**Texte**
________________________

L’émergence de nouveaux talents, c’est la découverte avec cinéastes qui repoussent des limites, proposent de nouvelles histoires et de nouveaux points de vue avec une fraîcheur et une hargne belle à voir, que la justesse soit au rendez-vous ou pas. Avec Rodeo, présenté à Cannes, Lola Quivoron décide de nous faire vrombir.
Julia vit de petites combines malhonnêtes dont la plus courante est celle de se faire passer pour une acheteuse de moto et de trouver un subterfuge afin de voler la bécane. En querelle constante avec sa mère et son frère qui ne veulent plus la voir chez elleux, elle trouve un nouveau foyer en côtoyant une bande de motards adeptes du cross-bitume. Malheureusement, un triste accident vient bousculer cet équilibre précaire, poussant Julia à prendre tous les risques pour s’affirmer et trouver enfin l’indépendance à laquelle elle aspire.

________________________

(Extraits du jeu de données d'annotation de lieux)
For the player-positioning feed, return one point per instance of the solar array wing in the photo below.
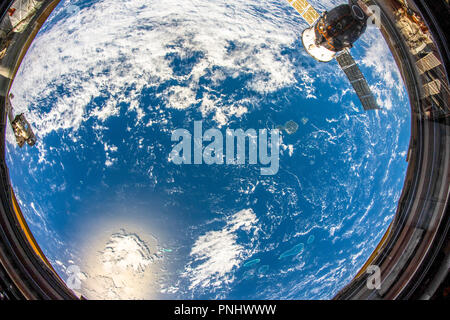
(305, 10)
(359, 83)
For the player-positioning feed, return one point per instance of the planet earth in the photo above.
(104, 85)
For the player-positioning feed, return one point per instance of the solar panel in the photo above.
(359, 83)
(305, 10)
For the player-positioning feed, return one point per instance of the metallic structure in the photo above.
(21, 127)
(331, 34)
(413, 256)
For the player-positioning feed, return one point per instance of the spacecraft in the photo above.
(21, 127)
(332, 34)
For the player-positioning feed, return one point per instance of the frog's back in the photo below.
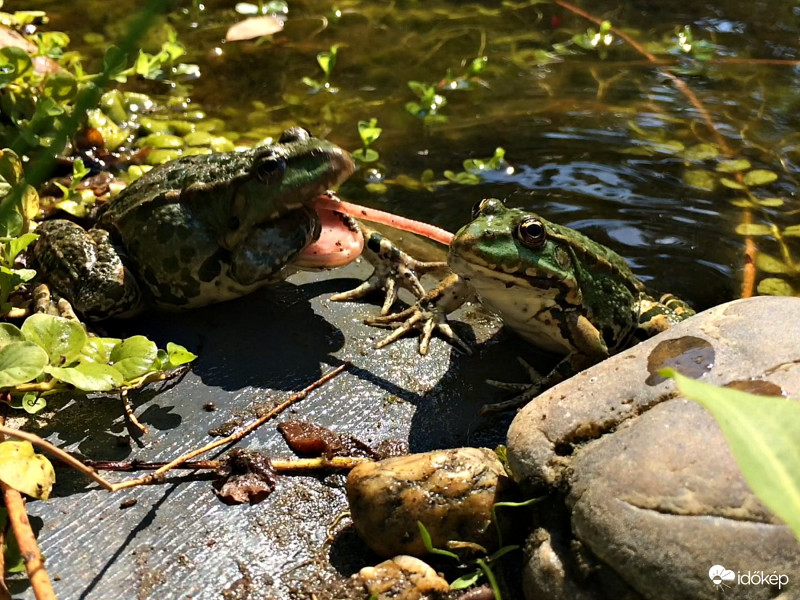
(166, 183)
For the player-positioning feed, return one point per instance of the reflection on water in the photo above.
(601, 141)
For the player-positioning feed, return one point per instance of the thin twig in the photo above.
(281, 466)
(147, 479)
(131, 416)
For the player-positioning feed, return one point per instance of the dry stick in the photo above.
(749, 275)
(234, 437)
(26, 540)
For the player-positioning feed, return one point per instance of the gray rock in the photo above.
(646, 496)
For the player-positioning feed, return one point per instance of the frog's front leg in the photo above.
(394, 269)
(86, 268)
(589, 348)
(429, 315)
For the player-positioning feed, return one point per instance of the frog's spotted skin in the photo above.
(195, 231)
(558, 289)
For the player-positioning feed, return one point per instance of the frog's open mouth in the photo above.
(339, 243)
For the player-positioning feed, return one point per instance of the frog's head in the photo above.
(295, 170)
(278, 178)
(512, 248)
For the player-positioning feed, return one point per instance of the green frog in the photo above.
(552, 285)
(198, 230)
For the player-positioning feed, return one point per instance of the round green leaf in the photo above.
(61, 86)
(99, 350)
(26, 471)
(10, 333)
(89, 377)
(134, 356)
(178, 355)
(701, 179)
(701, 152)
(14, 62)
(33, 403)
(61, 338)
(753, 229)
(20, 362)
(733, 165)
(771, 202)
(759, 177)
(774, 286)
(730, 183)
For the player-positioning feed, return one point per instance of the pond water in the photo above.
(632, 152)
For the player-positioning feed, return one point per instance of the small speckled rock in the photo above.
(450, 491)
(402, 578)
(648, 496)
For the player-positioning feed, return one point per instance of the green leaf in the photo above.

________________________

**Consigne**
Recopiez fidèlement le passage du texte sur le film Rodeo qui s'ouvre sur les mots contenant « L’émergence de nouveaux » et se clôt sur « nous faire vrombir. ».

**Solution**
L’émergence de nouveaux talents, c’est la découverte avec cinéastes qui repoussent des limites, proposent de nouvelles histoires et de nouveaux points de vue avec une fraîcheur et une hargne belle à voir, que la justesse soit au rendez-vous ou pas. Avec Rodeo, présenté à Cannes, Lola Quivoron décide de nous faire vrombir.